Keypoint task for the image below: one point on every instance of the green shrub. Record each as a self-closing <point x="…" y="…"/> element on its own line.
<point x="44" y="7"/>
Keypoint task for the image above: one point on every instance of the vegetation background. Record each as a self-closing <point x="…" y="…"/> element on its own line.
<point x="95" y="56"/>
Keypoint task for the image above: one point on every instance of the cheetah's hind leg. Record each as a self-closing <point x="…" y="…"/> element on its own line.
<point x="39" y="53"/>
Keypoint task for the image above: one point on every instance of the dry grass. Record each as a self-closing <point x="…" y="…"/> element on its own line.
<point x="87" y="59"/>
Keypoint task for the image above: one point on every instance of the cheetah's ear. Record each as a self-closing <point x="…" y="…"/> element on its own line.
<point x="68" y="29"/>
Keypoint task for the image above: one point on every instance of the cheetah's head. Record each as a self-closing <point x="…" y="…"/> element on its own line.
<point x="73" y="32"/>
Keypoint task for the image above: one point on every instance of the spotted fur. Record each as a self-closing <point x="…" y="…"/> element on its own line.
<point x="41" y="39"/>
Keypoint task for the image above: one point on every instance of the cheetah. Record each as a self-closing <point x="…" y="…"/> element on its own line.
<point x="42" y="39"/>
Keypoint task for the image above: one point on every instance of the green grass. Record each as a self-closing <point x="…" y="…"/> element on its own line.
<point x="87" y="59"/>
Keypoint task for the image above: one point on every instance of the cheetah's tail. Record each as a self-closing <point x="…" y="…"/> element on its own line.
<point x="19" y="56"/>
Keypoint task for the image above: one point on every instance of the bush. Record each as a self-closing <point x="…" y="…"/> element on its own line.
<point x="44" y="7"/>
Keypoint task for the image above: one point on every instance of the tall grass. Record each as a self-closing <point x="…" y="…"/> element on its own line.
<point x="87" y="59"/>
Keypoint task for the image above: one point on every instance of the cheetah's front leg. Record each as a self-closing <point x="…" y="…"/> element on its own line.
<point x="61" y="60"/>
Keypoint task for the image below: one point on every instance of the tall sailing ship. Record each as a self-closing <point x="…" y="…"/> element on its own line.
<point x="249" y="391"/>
::::
WHAT THE EXERCISE ASKS >> Please rewrite all of the records above with "Point-marking task" substituted for every "Keypoint task", keeping everything else unchanged.

THE ANSWER >>
Point-marking task for the image below: one point on every instance of the green shrub. Record each as a self-closing <point x="…" y="…"/> element on its own line.
<point x="44" y="7"/>
Point-marking task for the image above: one point on every instance of the vegetation background. Record each as a self-closing <point x="…" y="…"/> element on its own line.
<point x="95" y="56"/>
Point-marking task for the image above: one point on every instance of the cheetah's hind leg. Record each as a self-closing <point x="…" y="…"/> element on its own line.
<point x="39" y="53"/>
Point-marking task for the image above: one point on every instance of the dry grass. Record each as a self-closing <point x="…" y="…"/> element on its own line.
<point x="87" y="59"/>
Point-marking task for the image above: one point on every instance of the cheetah's ear. Record each as a self-closing <point x="…" y="…"/> element on its own line.
<point x="68" y="29"/>
Point-marking task for the image above: one point on every instance of the cheetah's head. Record each as a self-closing <point x="…" y="…"/> element on its own line.
<point x="73" y="32"/>
Point-marking task for the image above: one point on every instance of the spotted fur. Record each as a self-closing <point x="…" y="…"/> element on its own line.
<point x="41" y="39"/>
Point-marking task for the image above: one point on every instance of the cheetah. Record each as a self-closing <point x="…" y="…"/> element on its own line.
<point x="42" y="39"/>
Point-marking task for the image above: one point on every instance of the green grass. Record each as a self-closing <point x="…" y="…"/> element on its own line.
<point x="87" y="59"/>
Point-marking task for the image above: one point on every instance of the cheetah's tail. Record each as a self-closing <point x="…" y="…"/> element on its own line.
<point x="19" y="56"/>
Point-marking task for the image above: one point on every instance of the bush. Record each as a self-closing <point x="…" y="…"/> element on its own line.
<point x="44" y="7"/>
Point-marking task for the image above: one point on every instance of the tall grass. Record each as a self-closing <point x="…" y="…"/> element on its own line.
<point x="87" y="59"/>
Point-marking task for the image above: one point on every instance of the cheetah's front leg. Record each as a self-closing <point x="…" y="…"/> element on its own line.
<point x="61" y="60"/>
Point-marking task for the image below: one point on every instance of the tall sailing ship. Record each as a self-closing <point x="…" y="…"/> element on its own line.
<point x="249" y="391"/>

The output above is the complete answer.